=== Section Start ===

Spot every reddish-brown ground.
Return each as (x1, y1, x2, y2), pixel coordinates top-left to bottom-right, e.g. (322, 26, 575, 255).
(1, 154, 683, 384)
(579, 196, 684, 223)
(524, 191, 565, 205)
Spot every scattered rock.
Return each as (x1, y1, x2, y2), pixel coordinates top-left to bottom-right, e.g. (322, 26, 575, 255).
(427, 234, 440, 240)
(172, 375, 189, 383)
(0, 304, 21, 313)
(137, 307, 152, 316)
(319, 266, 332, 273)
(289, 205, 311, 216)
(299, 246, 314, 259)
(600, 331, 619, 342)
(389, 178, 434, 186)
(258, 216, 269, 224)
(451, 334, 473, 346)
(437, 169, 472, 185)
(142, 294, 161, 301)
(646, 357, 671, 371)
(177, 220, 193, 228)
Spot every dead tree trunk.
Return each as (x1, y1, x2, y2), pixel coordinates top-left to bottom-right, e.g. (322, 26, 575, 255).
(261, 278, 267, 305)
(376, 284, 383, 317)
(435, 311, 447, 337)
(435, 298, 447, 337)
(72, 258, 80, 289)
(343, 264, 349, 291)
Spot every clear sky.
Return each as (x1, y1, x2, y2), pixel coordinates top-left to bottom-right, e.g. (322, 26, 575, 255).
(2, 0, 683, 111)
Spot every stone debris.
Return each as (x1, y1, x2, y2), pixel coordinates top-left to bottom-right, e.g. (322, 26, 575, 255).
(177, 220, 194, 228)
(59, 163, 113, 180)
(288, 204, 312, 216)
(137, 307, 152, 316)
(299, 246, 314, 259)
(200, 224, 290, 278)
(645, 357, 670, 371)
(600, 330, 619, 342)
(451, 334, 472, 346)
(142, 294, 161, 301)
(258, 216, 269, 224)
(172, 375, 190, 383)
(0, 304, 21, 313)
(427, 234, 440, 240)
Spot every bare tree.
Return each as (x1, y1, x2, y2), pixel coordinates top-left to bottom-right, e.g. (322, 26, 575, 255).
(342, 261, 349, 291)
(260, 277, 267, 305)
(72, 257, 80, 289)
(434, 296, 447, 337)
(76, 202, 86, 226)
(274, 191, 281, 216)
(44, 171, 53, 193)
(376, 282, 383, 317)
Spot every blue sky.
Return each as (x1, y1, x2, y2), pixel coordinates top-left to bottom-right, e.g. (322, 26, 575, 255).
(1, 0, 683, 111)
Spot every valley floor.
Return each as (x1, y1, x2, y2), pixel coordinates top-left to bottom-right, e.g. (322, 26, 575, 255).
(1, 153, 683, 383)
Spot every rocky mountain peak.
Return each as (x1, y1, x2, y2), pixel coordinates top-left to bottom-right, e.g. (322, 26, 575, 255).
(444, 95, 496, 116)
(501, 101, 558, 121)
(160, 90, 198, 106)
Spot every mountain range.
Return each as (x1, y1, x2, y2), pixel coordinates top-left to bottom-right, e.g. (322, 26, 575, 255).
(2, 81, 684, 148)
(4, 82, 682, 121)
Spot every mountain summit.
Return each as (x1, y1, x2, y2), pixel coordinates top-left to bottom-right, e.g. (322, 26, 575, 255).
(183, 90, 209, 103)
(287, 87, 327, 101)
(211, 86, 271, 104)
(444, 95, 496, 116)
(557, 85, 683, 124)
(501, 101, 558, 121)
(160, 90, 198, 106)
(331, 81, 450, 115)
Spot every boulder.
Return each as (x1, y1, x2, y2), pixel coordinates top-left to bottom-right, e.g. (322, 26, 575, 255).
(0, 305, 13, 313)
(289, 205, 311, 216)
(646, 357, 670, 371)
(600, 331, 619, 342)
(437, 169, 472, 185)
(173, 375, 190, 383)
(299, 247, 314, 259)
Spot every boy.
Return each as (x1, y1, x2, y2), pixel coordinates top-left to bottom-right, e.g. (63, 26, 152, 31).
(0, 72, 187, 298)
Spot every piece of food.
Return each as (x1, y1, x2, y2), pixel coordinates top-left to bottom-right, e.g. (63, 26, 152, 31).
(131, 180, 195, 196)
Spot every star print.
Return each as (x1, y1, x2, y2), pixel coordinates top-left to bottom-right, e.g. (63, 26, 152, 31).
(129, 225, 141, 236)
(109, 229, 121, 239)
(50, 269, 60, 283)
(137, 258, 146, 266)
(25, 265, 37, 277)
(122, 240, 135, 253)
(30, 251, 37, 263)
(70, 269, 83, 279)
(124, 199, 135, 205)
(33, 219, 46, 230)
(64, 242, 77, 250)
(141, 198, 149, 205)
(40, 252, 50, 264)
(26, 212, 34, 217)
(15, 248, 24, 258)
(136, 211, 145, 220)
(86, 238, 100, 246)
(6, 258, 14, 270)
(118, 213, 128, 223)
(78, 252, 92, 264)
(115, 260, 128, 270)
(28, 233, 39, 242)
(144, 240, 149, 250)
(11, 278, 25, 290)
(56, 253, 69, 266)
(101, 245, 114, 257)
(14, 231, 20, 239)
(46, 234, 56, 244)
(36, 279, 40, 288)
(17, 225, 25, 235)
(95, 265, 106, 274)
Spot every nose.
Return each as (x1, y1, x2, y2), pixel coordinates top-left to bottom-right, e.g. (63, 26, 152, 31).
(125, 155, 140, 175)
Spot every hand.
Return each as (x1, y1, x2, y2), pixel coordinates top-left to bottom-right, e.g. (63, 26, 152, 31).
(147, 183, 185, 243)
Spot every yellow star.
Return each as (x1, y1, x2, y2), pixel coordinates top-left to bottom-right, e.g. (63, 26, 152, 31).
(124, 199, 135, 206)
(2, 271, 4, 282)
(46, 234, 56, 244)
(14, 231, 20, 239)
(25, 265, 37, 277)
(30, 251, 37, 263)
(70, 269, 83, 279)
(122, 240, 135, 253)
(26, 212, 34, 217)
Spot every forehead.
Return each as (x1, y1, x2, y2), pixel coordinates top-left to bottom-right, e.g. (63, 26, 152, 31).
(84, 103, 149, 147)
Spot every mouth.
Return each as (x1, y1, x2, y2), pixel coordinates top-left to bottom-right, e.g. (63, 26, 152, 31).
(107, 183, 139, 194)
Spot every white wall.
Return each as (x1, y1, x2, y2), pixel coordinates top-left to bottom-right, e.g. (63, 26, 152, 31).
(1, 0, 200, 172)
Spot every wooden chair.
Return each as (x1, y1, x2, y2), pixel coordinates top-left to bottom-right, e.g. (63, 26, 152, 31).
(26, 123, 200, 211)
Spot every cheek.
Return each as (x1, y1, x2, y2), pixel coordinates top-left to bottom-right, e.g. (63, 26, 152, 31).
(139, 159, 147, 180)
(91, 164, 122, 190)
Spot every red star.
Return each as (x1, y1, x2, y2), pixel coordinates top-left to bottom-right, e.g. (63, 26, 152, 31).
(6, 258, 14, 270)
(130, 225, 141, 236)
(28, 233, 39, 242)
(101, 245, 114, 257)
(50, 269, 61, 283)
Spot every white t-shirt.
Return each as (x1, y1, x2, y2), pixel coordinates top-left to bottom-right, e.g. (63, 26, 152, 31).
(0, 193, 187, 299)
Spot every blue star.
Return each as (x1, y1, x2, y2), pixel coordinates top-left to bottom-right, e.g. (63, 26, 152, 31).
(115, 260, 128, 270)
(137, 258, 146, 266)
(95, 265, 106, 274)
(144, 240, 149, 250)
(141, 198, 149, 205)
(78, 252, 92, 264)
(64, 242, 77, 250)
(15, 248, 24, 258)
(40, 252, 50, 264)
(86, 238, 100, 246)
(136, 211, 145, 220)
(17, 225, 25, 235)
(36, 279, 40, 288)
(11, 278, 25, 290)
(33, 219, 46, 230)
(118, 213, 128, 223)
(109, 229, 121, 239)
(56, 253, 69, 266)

=== Section End ===

- _Problem to work on_
Wherever the word "tree" turns up in the records above, copy the line that holds it.

- _Written reply_
Spot every dead tree trunk.
Spot every bare tree.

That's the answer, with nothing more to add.